**Description of the task**
An acceptable response holds only the line containing "For every instance of the neck, imagine" and every line after it to the end of the records, each reproduced exactly.
#### Data excerpts
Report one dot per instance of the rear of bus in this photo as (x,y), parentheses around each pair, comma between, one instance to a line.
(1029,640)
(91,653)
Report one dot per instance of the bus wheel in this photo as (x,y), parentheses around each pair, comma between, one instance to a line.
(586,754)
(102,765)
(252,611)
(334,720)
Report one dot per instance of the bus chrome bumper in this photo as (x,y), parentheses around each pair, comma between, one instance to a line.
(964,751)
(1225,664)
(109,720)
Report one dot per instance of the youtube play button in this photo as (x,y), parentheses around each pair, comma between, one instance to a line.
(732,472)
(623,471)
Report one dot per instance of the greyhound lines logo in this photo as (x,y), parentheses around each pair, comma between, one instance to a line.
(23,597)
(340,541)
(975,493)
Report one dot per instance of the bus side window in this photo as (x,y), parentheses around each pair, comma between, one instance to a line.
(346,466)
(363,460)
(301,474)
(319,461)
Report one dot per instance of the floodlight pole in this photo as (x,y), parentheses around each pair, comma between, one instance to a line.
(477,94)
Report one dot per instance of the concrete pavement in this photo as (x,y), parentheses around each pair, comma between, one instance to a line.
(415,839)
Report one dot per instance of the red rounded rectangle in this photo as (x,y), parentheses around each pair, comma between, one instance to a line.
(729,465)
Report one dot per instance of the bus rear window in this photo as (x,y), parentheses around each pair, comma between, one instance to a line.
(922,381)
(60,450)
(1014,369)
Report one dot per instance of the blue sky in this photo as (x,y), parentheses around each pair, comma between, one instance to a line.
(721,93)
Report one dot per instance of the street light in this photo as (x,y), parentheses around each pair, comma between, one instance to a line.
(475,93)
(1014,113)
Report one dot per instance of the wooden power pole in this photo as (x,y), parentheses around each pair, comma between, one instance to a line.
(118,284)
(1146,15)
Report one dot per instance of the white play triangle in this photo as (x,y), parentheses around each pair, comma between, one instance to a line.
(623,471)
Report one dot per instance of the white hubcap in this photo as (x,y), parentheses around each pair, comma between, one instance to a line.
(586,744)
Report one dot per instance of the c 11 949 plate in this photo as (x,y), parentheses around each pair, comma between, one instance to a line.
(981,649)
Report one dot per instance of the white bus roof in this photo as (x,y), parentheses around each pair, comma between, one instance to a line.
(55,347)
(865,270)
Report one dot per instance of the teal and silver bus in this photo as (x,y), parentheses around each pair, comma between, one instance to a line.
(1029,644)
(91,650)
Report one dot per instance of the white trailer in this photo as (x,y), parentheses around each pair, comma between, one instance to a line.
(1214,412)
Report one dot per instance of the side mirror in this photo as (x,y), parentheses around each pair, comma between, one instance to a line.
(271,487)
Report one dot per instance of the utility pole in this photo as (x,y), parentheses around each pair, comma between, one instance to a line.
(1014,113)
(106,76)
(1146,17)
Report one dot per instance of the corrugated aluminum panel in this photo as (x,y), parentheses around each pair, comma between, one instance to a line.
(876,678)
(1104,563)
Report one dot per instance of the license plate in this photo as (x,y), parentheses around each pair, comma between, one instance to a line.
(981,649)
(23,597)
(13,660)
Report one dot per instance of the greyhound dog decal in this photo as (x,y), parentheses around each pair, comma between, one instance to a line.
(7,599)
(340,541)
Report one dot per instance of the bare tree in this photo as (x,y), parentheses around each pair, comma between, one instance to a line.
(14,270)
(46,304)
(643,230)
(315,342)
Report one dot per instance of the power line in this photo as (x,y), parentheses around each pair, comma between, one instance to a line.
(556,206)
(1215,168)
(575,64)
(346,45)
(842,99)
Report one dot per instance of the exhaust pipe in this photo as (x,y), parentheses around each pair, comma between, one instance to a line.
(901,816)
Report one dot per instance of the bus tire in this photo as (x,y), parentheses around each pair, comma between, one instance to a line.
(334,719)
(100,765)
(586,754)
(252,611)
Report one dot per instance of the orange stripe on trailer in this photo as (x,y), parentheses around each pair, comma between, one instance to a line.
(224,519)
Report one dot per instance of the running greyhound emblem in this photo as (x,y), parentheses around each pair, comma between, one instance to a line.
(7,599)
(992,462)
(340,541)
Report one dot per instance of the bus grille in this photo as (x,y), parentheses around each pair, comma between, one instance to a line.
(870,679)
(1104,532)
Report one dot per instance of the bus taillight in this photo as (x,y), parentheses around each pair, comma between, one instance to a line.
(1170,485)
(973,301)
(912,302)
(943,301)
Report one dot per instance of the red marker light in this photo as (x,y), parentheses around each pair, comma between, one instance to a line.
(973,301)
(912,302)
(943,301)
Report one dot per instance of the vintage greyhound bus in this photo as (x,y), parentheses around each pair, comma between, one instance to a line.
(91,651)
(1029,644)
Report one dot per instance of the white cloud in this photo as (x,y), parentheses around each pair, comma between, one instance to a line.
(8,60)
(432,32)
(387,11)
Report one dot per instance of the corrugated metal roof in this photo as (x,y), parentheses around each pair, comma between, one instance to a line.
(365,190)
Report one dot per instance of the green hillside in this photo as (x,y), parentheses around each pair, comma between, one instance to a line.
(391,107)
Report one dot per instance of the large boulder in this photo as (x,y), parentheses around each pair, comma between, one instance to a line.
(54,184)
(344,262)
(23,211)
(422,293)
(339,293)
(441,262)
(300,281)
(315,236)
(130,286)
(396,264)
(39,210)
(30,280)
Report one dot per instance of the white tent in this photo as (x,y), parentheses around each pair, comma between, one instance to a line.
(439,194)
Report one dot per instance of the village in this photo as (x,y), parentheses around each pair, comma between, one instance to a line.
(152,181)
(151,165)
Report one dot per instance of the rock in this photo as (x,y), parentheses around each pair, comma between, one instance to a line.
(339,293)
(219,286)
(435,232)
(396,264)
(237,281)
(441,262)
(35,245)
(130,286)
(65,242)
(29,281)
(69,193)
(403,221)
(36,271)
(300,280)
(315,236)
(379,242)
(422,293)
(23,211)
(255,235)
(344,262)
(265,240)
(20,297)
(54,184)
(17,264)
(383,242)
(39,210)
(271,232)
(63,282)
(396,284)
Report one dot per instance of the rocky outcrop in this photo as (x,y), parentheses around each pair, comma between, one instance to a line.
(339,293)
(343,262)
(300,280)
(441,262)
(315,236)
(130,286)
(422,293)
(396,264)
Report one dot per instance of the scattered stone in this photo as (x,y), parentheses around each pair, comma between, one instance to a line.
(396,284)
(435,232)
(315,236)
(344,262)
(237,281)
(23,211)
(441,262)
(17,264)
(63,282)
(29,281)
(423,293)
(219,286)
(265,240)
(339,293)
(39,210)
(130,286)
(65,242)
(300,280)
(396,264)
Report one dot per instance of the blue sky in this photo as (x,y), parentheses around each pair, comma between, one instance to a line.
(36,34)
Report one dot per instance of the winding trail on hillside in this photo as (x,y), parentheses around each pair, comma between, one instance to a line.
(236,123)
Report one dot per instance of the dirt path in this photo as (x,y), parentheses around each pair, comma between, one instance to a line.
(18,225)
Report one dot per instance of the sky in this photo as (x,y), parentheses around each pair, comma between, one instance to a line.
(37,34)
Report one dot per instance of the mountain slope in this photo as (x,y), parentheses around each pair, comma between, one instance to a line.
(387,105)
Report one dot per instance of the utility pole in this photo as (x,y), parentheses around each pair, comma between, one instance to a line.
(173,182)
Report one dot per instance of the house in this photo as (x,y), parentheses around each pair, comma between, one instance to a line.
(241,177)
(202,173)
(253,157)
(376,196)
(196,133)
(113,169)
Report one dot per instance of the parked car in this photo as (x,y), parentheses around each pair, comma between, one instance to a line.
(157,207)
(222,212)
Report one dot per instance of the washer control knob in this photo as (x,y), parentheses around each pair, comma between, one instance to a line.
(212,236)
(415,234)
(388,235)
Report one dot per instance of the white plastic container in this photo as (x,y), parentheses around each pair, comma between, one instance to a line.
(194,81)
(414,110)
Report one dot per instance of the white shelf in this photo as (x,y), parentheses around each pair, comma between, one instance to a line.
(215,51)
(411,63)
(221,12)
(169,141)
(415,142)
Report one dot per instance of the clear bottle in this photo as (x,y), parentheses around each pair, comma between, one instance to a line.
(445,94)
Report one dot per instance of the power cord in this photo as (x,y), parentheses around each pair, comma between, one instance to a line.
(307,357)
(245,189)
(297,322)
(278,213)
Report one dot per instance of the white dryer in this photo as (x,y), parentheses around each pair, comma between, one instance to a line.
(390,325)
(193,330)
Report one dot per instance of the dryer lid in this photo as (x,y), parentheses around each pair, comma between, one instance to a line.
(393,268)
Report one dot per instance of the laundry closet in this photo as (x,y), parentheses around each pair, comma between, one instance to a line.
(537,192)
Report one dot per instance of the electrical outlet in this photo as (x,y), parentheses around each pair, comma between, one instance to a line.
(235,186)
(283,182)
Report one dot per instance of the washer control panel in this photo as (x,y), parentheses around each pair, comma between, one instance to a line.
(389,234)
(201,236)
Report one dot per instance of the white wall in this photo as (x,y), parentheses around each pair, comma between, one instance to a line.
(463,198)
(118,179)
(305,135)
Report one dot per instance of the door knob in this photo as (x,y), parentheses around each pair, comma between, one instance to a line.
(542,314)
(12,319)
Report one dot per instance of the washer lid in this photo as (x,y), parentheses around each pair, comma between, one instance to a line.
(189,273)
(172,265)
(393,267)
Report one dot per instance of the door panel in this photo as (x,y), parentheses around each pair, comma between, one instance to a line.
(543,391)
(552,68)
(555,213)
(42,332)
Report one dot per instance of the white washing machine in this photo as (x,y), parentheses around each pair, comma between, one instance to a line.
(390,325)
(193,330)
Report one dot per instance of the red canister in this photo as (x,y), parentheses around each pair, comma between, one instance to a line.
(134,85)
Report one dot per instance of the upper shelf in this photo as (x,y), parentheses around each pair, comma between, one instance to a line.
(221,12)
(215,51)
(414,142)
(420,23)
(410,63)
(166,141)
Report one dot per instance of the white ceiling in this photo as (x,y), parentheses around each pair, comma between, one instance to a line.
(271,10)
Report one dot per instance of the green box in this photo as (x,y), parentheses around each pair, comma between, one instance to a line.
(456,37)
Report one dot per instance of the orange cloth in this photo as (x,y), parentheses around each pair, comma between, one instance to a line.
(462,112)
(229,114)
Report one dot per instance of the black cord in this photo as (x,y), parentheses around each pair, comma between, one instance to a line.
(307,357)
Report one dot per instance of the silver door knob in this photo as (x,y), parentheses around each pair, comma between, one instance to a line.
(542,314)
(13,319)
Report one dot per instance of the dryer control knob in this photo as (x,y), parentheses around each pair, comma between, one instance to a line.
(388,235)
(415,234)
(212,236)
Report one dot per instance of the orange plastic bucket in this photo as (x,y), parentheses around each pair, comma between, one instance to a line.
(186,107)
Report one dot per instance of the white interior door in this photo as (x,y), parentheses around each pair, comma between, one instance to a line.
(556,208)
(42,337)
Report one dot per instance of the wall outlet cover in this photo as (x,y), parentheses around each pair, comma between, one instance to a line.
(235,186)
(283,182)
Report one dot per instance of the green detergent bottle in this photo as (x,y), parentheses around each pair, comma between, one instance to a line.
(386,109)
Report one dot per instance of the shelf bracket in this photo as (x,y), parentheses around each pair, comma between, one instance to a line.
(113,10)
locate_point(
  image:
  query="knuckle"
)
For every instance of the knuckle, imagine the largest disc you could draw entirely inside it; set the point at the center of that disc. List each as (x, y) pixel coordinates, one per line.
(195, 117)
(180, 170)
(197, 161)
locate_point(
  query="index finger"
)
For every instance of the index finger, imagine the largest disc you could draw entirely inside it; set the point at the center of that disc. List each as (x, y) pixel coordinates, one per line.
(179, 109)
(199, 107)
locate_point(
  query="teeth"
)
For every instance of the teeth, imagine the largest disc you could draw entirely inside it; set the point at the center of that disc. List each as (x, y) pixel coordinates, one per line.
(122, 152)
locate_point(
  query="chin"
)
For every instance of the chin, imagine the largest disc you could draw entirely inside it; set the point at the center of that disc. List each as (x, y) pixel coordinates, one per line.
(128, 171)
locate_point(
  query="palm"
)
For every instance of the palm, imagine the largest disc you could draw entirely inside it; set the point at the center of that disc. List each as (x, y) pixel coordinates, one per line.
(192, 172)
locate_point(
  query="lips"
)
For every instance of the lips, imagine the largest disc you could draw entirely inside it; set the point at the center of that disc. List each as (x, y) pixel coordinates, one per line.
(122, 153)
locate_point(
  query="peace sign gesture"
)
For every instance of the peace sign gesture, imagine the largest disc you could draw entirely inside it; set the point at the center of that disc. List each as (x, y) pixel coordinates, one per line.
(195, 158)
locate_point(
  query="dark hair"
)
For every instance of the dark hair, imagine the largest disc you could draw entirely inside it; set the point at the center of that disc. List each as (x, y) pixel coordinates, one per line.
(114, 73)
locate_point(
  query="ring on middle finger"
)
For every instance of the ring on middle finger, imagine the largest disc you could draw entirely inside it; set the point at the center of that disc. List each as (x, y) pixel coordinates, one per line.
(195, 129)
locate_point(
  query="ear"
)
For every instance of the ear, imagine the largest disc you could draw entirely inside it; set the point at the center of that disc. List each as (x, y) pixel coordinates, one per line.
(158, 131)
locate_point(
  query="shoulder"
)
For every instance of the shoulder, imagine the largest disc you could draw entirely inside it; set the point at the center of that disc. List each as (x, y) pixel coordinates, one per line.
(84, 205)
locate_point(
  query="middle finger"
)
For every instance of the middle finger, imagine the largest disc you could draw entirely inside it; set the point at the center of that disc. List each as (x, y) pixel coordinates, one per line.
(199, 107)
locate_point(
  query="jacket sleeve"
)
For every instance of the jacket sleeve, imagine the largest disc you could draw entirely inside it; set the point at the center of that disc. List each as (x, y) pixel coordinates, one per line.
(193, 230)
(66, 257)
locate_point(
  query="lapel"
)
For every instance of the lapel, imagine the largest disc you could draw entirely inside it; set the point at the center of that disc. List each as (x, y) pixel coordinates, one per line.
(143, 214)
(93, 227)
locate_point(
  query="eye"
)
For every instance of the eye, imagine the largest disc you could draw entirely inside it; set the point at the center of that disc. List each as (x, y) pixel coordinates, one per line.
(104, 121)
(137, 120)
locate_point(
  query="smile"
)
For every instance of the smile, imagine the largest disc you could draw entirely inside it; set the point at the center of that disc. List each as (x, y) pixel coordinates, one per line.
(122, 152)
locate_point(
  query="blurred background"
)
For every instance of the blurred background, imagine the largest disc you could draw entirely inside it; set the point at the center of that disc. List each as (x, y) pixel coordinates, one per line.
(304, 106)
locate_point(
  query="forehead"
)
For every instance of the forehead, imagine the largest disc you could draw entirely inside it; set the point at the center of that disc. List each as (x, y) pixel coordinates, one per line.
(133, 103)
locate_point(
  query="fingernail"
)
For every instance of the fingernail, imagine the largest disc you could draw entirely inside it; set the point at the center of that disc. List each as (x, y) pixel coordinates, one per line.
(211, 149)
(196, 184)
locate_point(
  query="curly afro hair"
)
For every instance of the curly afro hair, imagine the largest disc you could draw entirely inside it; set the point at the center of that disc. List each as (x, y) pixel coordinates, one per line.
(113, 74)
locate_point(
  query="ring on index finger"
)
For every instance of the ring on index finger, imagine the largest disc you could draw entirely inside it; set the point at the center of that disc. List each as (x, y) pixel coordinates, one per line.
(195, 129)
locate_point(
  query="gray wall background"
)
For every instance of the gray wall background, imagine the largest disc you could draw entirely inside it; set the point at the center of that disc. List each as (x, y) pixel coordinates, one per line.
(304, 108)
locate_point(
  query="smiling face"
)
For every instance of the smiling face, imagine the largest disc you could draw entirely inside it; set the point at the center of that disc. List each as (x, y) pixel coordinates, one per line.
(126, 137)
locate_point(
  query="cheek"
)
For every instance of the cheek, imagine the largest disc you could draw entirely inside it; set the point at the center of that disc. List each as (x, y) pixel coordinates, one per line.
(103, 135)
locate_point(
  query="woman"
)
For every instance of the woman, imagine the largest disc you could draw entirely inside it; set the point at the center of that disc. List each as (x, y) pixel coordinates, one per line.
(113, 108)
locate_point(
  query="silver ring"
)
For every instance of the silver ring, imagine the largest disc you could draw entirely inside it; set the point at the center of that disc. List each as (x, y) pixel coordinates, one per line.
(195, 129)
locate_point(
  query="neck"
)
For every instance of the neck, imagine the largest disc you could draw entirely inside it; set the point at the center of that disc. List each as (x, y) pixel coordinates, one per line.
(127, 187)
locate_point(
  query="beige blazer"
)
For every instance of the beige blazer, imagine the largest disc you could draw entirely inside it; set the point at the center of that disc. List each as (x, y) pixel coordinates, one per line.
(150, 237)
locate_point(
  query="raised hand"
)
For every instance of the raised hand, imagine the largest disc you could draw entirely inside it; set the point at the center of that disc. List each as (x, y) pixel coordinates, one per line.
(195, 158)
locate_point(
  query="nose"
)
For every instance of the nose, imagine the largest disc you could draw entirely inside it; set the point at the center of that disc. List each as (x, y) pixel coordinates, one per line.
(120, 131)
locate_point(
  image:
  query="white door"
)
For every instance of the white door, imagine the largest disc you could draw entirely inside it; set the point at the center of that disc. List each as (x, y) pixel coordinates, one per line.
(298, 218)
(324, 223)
########
**Result of this task**
For every instance of the neck, imagine the largest disc you could draw entirely inside it; set the point at the center of that disc. List each as (x, y) pixel coordinates, one per line.
(127, 187)
locate_point(
  query="beige blazer"
)
For every instance of the beige blazer, imagine the largest disc you could draw entirely inside it; set the point at the center of that disc. List each as (x, y) pixel coordinates, one per line.
(150, 237)
locate_point(
  query="raised hand"
)
For every instance of the raised hand, imagine the largest disc you could draw entirely inside it; set the point at the center of that disc. List each as (x, y) pixel coordinates, one per line.
(195, 158)
locate_point(
  query="nose"
)
For every instance of the nose, imagine the largest disc you could draw entirely inside it; set the point at the center of that disc. List each as (x, y) pixel coordinates, one per line.
(120, 131)
locate_point(
  image:
  query="white door"
)
For every instance of the white door, imagine the largest disc you could draw entirely inside it; set the point at the center of that disc. List each as (x, y) pixel coordinates, one per line.
(298, 218)
(324, 223)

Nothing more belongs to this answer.